---- Dataset records
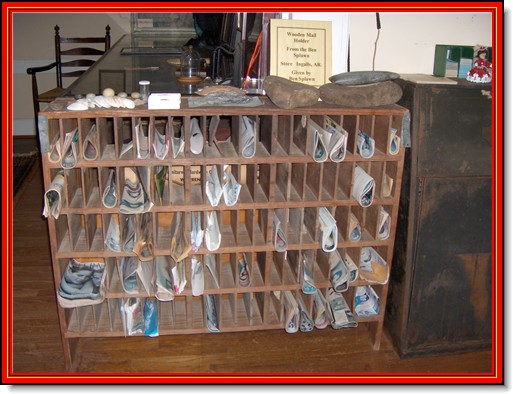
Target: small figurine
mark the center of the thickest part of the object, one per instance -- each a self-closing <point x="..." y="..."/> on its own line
<point x="480" y="73"/>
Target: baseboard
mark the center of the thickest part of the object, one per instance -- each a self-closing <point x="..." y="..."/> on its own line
<point x="23" y="127"/>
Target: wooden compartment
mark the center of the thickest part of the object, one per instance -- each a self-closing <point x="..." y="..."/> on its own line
<point x="281" y="179"/>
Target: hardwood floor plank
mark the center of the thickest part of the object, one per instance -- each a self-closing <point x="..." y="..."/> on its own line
<point x="37" y="346"/>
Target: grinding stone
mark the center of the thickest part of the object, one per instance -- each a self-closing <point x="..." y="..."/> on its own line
<point x="361" y="96"/>
<point x="288" y="94"/>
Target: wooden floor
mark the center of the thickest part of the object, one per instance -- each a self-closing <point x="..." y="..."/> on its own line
<point x="36" y="345"/>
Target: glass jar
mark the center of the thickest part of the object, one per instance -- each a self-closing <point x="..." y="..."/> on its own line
<point x="190" y="64"/>
<point x="144" y="90"/>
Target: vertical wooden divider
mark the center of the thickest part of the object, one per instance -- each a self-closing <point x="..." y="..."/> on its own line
<point x="280" y="178"/>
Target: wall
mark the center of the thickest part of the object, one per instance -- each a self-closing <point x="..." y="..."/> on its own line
<point x="407" y="40"/>
<point x="406" y="44"/>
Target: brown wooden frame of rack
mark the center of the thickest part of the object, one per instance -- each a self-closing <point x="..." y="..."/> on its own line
<point x="286" y="182"/>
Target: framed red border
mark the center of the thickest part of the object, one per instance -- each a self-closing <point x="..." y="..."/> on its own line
<point x="497" y="374"/>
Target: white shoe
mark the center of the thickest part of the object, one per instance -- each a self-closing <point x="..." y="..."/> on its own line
<point x="197" y="277"/>
<point x="280" y="240"/>
<point x="212" y="233"/>
<point x="248" y="137"/>
<point x="196" y="231"/>
<point x="211" y="312"/>
<point x="231" y="189"/>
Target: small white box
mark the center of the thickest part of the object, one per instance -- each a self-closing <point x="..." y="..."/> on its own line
<point x="164" y="101"/>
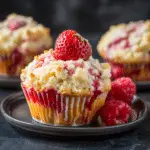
--------
Direction:
Rewrite the data as a Markdown table with the columns "Row" and "Line". Start at the line with "Target: wall", continue through the end of the data, skip blank lines, and leave the pictures out.

Solved exercise:
| Row | Line |
|---|---|
| 1 | Target: wall |
| 2 | mark the center of the thickest part of the object, one per instance -- each a self-closing <point x="..." y="..."/> on its own line |
| 3 | <point x="407" y="40"/> |
| 4 | <point x="406" y="44"/> |
| 5 | Target: brown wooden frame of rack |
| 6 | mark the center of the thickest part of the object, one per instance -- each a self-closing <point x="..." y="..."/> on its own line |
| 7 | <point x="286" y="182"/> |
| 8 | Target: framed red border |
| 9 | mark the center of the thickest part of the object, one per instance -- each a self-closing <point x="..." y="..."/> on its own line |
| 10 | <point x="497" y="374"/> |
| 11 | Target: white shoe |
| 12 | mark the center of the thickest part of the object, one per instance -- each a self-closing <point x="..." y="..."/> on its own line |
| 13 | <point x="197" y="277"/> |
| 14 | <point x="280" y="240"/> |
| 15 | <point x="212" y="233"/> |
| 16 | <point x="248" y="137"/> |
| 17 | <point x="196" y="231"/> |
| 18 | <point x="211" y="312"/> |
| 19 | <point x="231" y="189"/> |
| 20 | Target: small white box |
| 21 | mark the center of the thickest part of the object, one per instance -- each a self-closing <point x="..." y="..."/> on its own line |
| 22 | <point x="164" y="101"/> |